▶ **About this task**:
The reply must return each line of the data exactly.

### Source information

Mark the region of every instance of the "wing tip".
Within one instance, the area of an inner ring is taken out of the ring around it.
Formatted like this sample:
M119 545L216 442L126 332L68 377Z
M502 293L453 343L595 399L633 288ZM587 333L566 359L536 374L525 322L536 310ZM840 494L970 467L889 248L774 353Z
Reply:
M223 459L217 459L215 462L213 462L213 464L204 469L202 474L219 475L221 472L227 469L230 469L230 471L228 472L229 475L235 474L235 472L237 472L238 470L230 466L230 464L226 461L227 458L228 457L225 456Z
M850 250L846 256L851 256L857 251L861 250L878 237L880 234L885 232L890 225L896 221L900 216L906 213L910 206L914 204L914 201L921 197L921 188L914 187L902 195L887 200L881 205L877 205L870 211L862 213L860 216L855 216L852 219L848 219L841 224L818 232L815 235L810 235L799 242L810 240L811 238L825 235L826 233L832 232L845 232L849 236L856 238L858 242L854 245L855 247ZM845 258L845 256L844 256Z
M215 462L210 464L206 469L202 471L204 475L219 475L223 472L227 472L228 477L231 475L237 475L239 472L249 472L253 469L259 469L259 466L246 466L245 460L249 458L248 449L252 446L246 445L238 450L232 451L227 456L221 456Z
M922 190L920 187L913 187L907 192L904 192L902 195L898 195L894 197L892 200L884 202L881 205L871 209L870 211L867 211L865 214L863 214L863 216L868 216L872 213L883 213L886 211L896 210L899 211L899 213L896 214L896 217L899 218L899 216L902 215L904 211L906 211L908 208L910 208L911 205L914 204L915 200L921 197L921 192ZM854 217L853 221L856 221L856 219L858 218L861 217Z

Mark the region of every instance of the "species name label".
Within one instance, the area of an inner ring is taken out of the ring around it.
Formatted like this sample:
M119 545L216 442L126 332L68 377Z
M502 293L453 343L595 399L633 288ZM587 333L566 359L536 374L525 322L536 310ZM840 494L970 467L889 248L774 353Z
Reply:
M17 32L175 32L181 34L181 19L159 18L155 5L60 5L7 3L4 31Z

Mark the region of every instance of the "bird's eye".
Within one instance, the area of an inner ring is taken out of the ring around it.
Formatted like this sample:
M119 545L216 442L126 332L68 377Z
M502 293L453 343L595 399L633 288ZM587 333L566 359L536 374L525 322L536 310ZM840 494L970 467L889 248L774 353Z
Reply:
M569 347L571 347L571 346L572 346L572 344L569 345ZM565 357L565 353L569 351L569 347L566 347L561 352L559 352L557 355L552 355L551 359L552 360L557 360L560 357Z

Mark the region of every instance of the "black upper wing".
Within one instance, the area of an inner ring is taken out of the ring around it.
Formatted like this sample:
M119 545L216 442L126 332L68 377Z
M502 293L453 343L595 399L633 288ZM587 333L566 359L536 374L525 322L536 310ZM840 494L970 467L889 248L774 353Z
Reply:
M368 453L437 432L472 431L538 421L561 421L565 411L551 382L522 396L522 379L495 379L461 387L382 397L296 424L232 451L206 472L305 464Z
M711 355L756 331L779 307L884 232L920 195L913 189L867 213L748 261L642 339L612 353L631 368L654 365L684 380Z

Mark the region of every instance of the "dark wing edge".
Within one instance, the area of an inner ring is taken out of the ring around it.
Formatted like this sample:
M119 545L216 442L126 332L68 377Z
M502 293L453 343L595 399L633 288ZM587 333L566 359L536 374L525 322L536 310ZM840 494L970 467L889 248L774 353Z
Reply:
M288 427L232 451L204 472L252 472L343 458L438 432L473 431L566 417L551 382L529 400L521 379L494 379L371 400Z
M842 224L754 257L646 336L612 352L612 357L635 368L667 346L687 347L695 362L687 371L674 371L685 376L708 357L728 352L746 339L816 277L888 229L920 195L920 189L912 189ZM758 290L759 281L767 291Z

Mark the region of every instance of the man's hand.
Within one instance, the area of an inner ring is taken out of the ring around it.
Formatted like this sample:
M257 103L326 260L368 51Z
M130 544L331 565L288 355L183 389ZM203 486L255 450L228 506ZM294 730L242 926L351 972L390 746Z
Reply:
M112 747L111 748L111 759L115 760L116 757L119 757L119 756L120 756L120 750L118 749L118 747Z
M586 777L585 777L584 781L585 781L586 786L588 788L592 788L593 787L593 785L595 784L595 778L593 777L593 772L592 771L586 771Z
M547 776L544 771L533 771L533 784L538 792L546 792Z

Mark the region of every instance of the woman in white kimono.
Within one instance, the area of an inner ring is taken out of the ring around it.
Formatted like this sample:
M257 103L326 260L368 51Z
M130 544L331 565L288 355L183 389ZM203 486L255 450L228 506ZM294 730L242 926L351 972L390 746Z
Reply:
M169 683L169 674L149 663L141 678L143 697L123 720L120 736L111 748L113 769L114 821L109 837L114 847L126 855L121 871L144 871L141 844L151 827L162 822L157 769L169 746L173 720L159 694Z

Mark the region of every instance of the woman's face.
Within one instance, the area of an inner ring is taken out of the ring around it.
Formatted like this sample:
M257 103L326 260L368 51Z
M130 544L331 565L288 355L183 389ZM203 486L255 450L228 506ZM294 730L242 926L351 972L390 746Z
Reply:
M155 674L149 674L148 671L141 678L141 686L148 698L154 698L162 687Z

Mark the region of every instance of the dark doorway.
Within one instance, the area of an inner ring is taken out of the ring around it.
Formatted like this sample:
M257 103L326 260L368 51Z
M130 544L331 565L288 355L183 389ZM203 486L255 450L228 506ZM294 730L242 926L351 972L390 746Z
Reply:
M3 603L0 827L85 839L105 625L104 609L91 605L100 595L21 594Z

######

▶ **Task result**:
Mark the region of every instance of the "wing tip".
Within one instance, the area of an inner ring is taken out of the ring around it.
Formatted like this sample:
M119 545L216 442L126 332L68 377Z
M502 293L453 343L595 399L633 288ZM587 333L566 359L536 374L525 322L536 310ZM840 494L970 467L889 248L774 353Z
Reply:
M223 459L217 459L215 462L213 462L213 464L204 469L202 474L219 475L221 472L227 469L230 469L230 471L228 472L229 475L235 474L235 472L237 472L238 470L230 466L230 464L226 461L227 458L228 457L225 456Z
M850 250L846 256L851 256L857 251L861 250L878 237L880 234L885 232L890 225L896 221L900 216L906 213L910 206L914 204L914 201L921 197L921 188L914 187L902 195L887 200L881 205L877 205L870 211L862 213L860 216L855 216L852 219L848 219L841 224L818 232L815 235L810 235L799 242L810 240L811 238L825 235L826 233L832 232L845 232L849 236L856 238L858 242L854 245L855 247ZM845 258L845 256L844 256Z
M215 462L210 464L206 469L202 471L204 475L219 475L223 472L227 472L228 477L231 475L237 475L239 472L249 472L253 469L259 469L259 466L246 466L245 460L249 458L248 449L252 446L246 445L238 450L232 451L227 456L221 456Z
M922 190L920 187L913 187L907 192L904 192L902 195L898 195L894 197L892 200L884 202L881 205L871 209L870 211L867 211L865 214L863 214L863 216L868 216L872 213L883 213L886 211L896 210L899 211L899 213L896 214L896 217L899 218L899 216L902 215L904 211L906 211L908 208L910 208L911 205L914 204L915 200L921 197L921 192ZM854 217L853 221L856 221L856 219L858 218L861 217Z

Mark the region of every instance of the "species name label".
Within one instance, the area of an inner ring is taken out of the ring around it.
Formatted like this sample:
M119 545L216 442L126 332L68 377Z
M502 293L453 343L595 399L633 288ZM587 333L566 359L536 374L525 322L536 310ZM840 494L970 467L889 248L774 353Z
Reply:
M17 32L175 32L181 34L181 19L159 18L155 5L60 5L7 3L4 31Z

Mark the region of every instance of the "bird's eye".
Within one instance, the area of an inner ring is taken out of the ring around it.
Formatted like this sample:
M119 545L216 442L126 332L68 377Z
M502 293L453 343L595 399L633 288ZM587 333L566 359L536 374L525 322L536 310ZM840 494L970 467L889 248L774 353Z
Reply:
M569 347L571 347L571 346L572 346L572 344L569 345ZM565 357L565 353L569 351L569 347L566 347L561 352L559 352L557 355L552 355L551 359L552 360L557 360L560 357Z

Mark the region of every instance of the "black upper wing".
Within one instance, the area of an inner ring is taken out of the ring around it.
Formatted like this sample:
M119 545L216 442L126 332L68 377Z
M502 293L453 343L595 399L633 288ZM587 333L566 359L536 374L525 322L536 310ZM840 494L970 467L889 248L774 353Z
Reply:
M368 453L437 432L472 431L538 421L561 421L565 411L551 382L522 396L522 379L495 379L461 387L382 397L296 424L232 451L206 472L305 464Z
M711 355L756 331L779 307L884 232L920 195L913 189L867 213L748 261L642 339L612 353L631 368L654 365L684 380Z

Mark the region of every instance of the "dark wing edge".
Within one instance, the area of an inner ring is taken out of the ring around it.
Formatted like this sample:
M119 545L216 442L126 332L68 377Z
M502 293L453 343L595 399L633 288ZM587 333L566 359L536 374L525 322L536 310ZM840 494L970 467L889 248L774 353Z
Reply:
M288 427L232 451L204 472L252 472L343 458L438 432L473 431L566 417L551 382L529 400L521 379L494 379L371 400Z
M842 224L754 257L646 336L612 352L612 357L635 368L667 346L687 347L695 362L687 371L674 371L685 376L708 357L728 352L746 339L816 277L888 229L920 195L920 189L912 189ZM758 290L759 281L767 291Z

Mark the region of every instance of the man's hand.
Within one instance, the area of an inner ring is taken out of the ring around it.
Formatted like this sample:
M257 103L326 260L368 51Z
M130 544L331 565L288 355L183 389ZM203 486L255 450L228 506ZM294 730L242 926L351 972L390 746Z
Reply:
M112 747L111 748L111 759L115 760L116 757L119 757L119 756L120 756L120 750L118 749L118 747Z
M586 777L585 777L584 781L585 781L586 786L588 788L592 788L593 787L593 785L595 784L595 778L593 777L593 772L592 771L586 771Z
M547 776L544 771L533 771L533 784L538 792L546 792Z

Mark the region of every instance of the woman in white kimono.
Within one instance, the area of an inner ring is taken out of the ring around it.
Formatted like this sample:
M257 103L326 260L368 51Z
M130 544L331 565L288 355L183 389ZM203 486L255 450L228 506ZM294 730L242 926L351 972L390 746Z
Reply:
M169 683L169 674L149 663L141 678L143 697L123 720L120 736L111 748L113 769L114 821L109 837L114 847L126 855L121 871L144 871L141 844L151 827L162 822L157 769L169 746L173 720L159 694Z

Mark the region of every instance of the woman's face.
Within one instance, the area of an inner ring is taken out of the ring around it.
Formatted like this sample:
M257 103L326 260L368 51Z
M130 544L331 565L288 355L183 389ZM203 486L255 450L228 506ZM294 730L242 926L351 972L390 746Z
Reply:
M155 674L149 674L148 671L141 678L141 686L148 698L154 698L162 687Z

Mark the region of every instance of the dark doorway.
Within one instance, the area of an inner ring is taken out of the ring around it.
Formatted like this sample:
M257 103L326 260L368 51Z
M130 544L331 565L288 355L183 389ZM203 486L255 450L228 506ZM294 730L242 926L351 972L390 746Z
Reply:
M3 603L0 827L85 839L105 625L104 609L91 605L100 595L21 594Z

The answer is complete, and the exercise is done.